Task objective >> Please reproduce every line of the material below word for word, in the same order.

Records to process >>
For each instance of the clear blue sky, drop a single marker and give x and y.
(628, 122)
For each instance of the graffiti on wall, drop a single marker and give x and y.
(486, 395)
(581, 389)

Task response >>
For each instance of the clear blue sky, drop a single marker and give x and y.
(628, 122)
For each instance of the graffiti on wall, drop a single marker and give x and y.
(486, 395)
(581, 389)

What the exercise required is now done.